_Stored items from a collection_
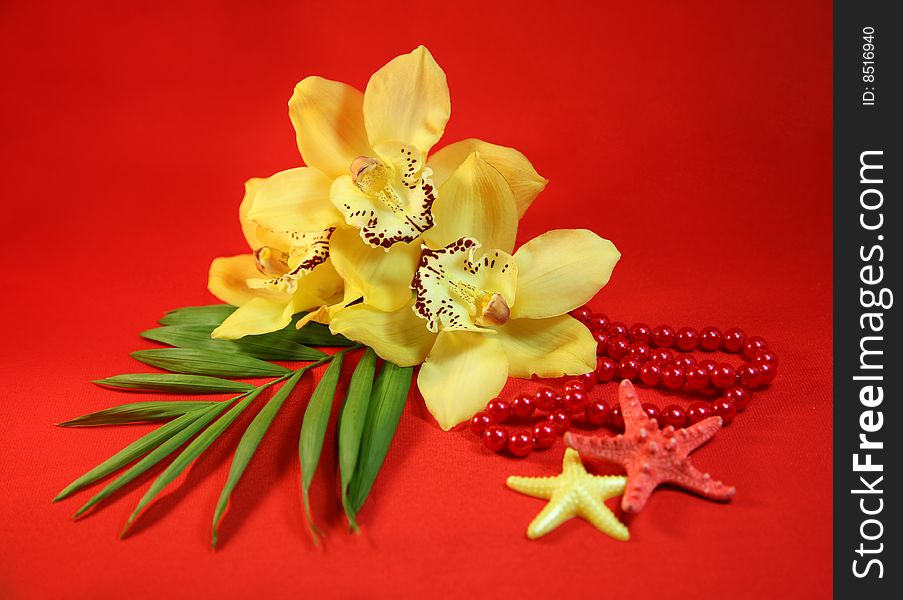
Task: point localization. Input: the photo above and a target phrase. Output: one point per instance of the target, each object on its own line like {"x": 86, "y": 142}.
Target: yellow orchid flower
{"x": 288, "y": 272}
{"x": 375, "y": 146}
{"x": 304, "y": 217}
{"x": 480, "y": 317}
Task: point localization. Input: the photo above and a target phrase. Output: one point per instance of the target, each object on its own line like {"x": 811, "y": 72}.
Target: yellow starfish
{"x": 574, "y": 493}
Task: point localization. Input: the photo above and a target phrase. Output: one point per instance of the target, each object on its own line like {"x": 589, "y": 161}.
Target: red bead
{"x": 749, "y": 375}
{"x": 523, "y": 406}
{"x": 753, "y": 346}
{"x": 560, "y": 420}
{"x": 499, "y": 410}
{"x": 597, "y": 412}
{"x": 480, "y": 422}
{"x": 662, "y": 355}
{"x": 739, "y": 395}
{"x": 674, "y": 416}
{"x": 708, "y": 364}
{"x": 697, "y": 411}
{"x": 653, "y": 412}
{"x": 588, "y": 380}
{"x": 767, "y": 356}
{"x": 495, "y": 438}
{"x": 723, "y": 376}
{"x": 601, "y": 342}
{"x": 618, "y": 347}
{"x": 663, "y": 336}
{"x": 672, "y": 377}
{"x": 582, "y": 314}
{"x": 574, "y": 402}
{"x": 574, "y": 385}
{"x": 768, "y": 372}
{"x": 617, "y": 329}
{"x": 724, "y": 409}
{"x": 520, "y": 444}
{"x": 606, "y": 369}
{"x": 733, "y": 339}
{"x": 685, "y": 361}
{"x": 598, "y": 321}
{"x": 544, "y": 435}
{"x": 686, "y": 339}
{"x": 697, "y": 378}
{"x": 651, "y": 374}
{"x": 640, "y": 332}
{"x": 710, "y": 338}
{"x": 629, "y": 368}
{"x": 640, "y": 351}
{"x": 545, "y": 398}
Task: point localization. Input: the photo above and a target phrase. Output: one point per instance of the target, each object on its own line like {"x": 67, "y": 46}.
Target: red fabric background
{"x": 696, "y": 135}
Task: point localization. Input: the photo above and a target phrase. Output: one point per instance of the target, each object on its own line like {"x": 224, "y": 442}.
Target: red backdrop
{"x": 696, "y": 135}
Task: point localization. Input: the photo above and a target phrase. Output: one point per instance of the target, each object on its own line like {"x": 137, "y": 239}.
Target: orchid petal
{"x": 407, "y": 101}
{"x": 329, "y": 124}
{"x": 383, "y": 277}
{"x": 295, "y": 200}
{"x": 397, "y": 336}
{"x": 547, "y": 347}
{"x": 249, "y": 227}
{"x": 474, "y": 202}
{"x": 462, "y": 373}
{"x": 228, "y": 278}
{"x": 325, "y": 313}
{"x": 525, "y": 182}
{"x": 305, "y": 253}
{"x": 453, "y": 283}
{"x": 561, "y": 270}
{"x": 258, "y": 315}
{"x": 396, "y": 213}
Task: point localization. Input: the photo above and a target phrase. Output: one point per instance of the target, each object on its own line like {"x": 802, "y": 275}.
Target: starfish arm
{"x": 608, "y": 486}
{"x": 612, "y": 449}
{"x": 639, "y": 487}
{"x": 635, "y": 418}
{"x": 559, "y": 509}
{"x": 594, "y": 510}
{"x": 538, "y": 487}
{"x": 696, "y": 435}
{"x": 691, "y": 478}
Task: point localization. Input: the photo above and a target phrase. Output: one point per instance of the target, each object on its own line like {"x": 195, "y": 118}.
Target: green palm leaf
{"x": 248, "y": 446}
{"x": 208, "y": 362}
{"x": 313, "y": 430}
{"x": 174, "y": 382}
{"x": 386, "y": 404}
{"x": 136, "y": 412}
{"x": 263, "y": 347}
{"x": 351, "y": 425}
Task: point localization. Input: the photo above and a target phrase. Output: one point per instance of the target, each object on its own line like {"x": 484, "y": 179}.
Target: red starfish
{"x": 652, "y": 456}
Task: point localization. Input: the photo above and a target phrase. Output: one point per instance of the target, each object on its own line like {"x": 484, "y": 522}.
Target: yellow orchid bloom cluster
{"x": 412, "y": 253}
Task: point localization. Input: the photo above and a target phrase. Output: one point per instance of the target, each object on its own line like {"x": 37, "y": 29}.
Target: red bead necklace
{"x": 639, "y": 353}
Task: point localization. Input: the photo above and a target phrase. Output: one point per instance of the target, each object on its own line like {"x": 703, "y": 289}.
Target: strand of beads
{"x": 639, "y": 353}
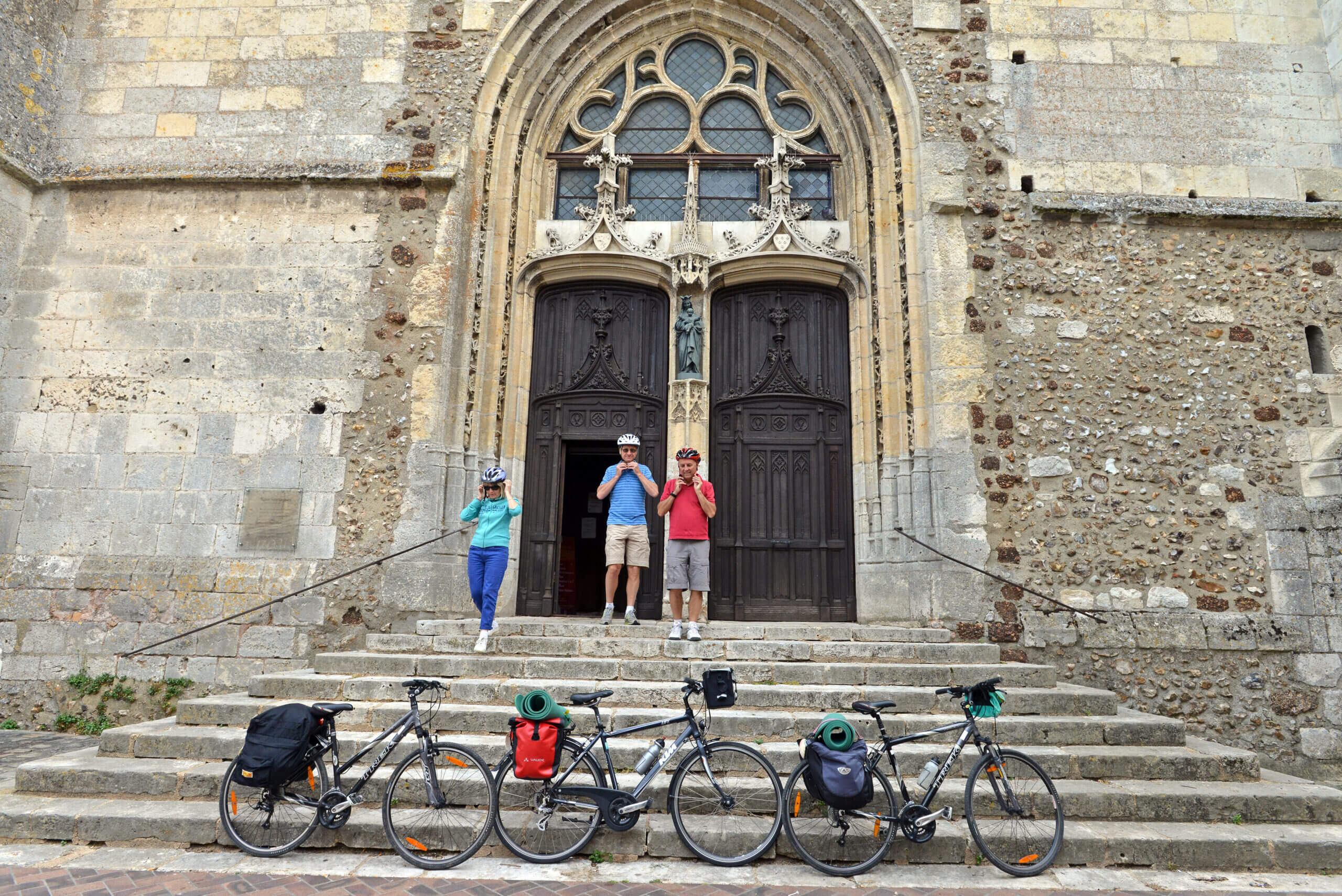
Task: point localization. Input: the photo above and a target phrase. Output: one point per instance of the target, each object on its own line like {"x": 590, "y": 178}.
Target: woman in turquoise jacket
{"x": 494, "y": 508}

_Directions for this task_
A faithful copy of all the lines above is needed, with the pictures omitted.

_Result of this task_
Task: point localization. Input: the photo above and a target phrase. Output: one point per instance of the target, each object on its own line like {"x": 86, "y": 142}.
Target: yellow orchid flower
{"x": 288, "y": 272}
{"x": 375, "y": 146}
{"x": 304, "y": 217}
{"x": 480, "y": 317}
Task: point localization. Input: the photo above and a target phrase. Output: one point per instance of the target, each object on its own line like {"x": 811, "y": 72}.
Target: yellow starfish
{"x": 574, "y": 493}
Task: point localization. Input: the photo above and a target phrase. Output: one point per instance of the target, each object on its own line like {"x": 589, "y": 161}.
Target: red bead
{"x": 749, "y": 375}
{"x": 523, "y": 406}
{"x": 753, "y": 346}
{"x": 560, "y": 420}
{"x": 499, "y": 410}
{"x": 597, "y": 412}
{"x": 480, "y": 422}
{"x": 662, "y": 355}
{"x": 739, "y": 395}
{"x": 674, "y": 416}
{"x": 708, "y": 364}
{"x": 697, "y": 411}
{"x": 653, "y": 412}
{"x": 588, "y": 380}
{"x": 767, "y": 356}
{"x": 495, "y": 438}
{"x": 723, "y": 376}
{"x": 601, "y": 342}
{"x": 618, "y": 347}
{"x": 663, "y": 336}
{"x": 672, "y": 377}
{"x": 582, "y": 314}
{"x": 574, "y": 402}
{"x": 574, "y": 385}
{"x": 768, "y": 372}
{"x": 617, "y": 329}
{"x": 724, "y": 409}
{"x": 520, "y": 444}
{"x": 606, "y": 369}
{"x": 733, "y": 339}
{"x": 685, "y": 361}
{"x": 598, "y": 321}
{"x": 544, "y": 435}
{"x": 686, "y": 339}
{"x": 697, "y": 378}
{"x": 651, "y": 374}
{"x": 640, "y": 332}
{"x": 710, "y": 338}
{"x": 629, "y": 368}
{"x": 640, "y": 351}
{"x": 545, "y": 398}
Task: point localization. Input: the photo above and a target phrase. Output: one point per instance of the target, each object on its own line like {"x": 67, "y": 46}.
Target: red fabric background
{"x": 696, "y": 135}
Task: point localization. Input: the photo above and a target phrase. Output: one point per instance of the target, each object on its own line like {"x": 224, "y": 442}.
Target: red backdrop
{"x": 696, "y": 135}
Task: point localization. Input: the photo above and a target phrase. Output: one point per instance of the target, each object on its own line like {"x": 137, "y": 239}.
Target: orchid petal
{"x": 407, "y": 101}
{"x": 329, "y": 124}
{"x": 383, "y": 277}
{"x": 295, "y": 200}
{"x": 397, "y": 336}
{"x": 547, "y": 347}
{"x": 249, "y": 227}
{"x": 474, "y": 202}
{"x": 462, "y": 373}
{"x": 228, "y": 278}
{"x": 325, "y": 313}
{"x": 525, "y": 182}
{"x": 305, "y": 253}
{"x": 453, "y": 283}
{"x": 561, "y": 270}
{"x": 258, "y": 315}
{"x": 396, "y": 213}
Task: point localization. Input: the photo above and a target phrase. Output: one point per instance of the target, each object on its own line like {"x": 802, "y": 275}.
Target: starfish arm
{"x": 608, "y": 486}
{"x": 612, "y": 449}
{"x": 639, "y": 487}
{"x": 635, "y": 418}
{"x": 559, "y": 509}
{"x": 594, "y": 510}
{"x": 538, "y": 487}
{"x": 696, "y": 435}
{"x": 691, "y": 478}
Task: point localization. Input: the photo above and a target phrase. Output: one point per instance of the target, each object on its own line like {"x": 195, "y": 118}.
Target: green palm leaf
{"x": 248, "y": 446}
{"x": 208, "y": 362}
{"x": 313, "y": 430}
{"x": 174, "y": 382}
{"x": 386, "y": 404}
{"x": 136, "y": 412}
{"x": 263, "y": 347}
{"x": 351, "y": 425}
Task: point localization. Input: the photo above and a target phrase. Output: one point per instance of the target, each object on its own line like {"x": 484, "y": 179}.
Target: red starfish
{"x": 652, "y": 456}
Task: point localization. Input: the photo above and a target phrase. Output: one point per instance of the target, each object on its own line like {"x": 484, "y": 522}.
Target: yellow orchid bloom cluster
{"x": 412, "y": 253}
Task: point localization. Input: the photo above and a target phrase. Output: one point per instance of the target, each object on its own line like {"x": 37, "y": 29}.
Target: red bead necklace
{"x": 639, "y": 353}
Task: point localization. Input: the photo above and a target phrase. Output: one point per instance of the target, each object on its own line like {"x": 703, "y": 289}.
Target: strand of beads
{"x": 639, "y": 353}
Task: point localization. Input: the photo above and a target phrase. Output: one point per instance of the target, each object on its own line like {"x": 590, "y": 178}.
Target: woman in turquoise jacket
{"x": 494, "y": 508}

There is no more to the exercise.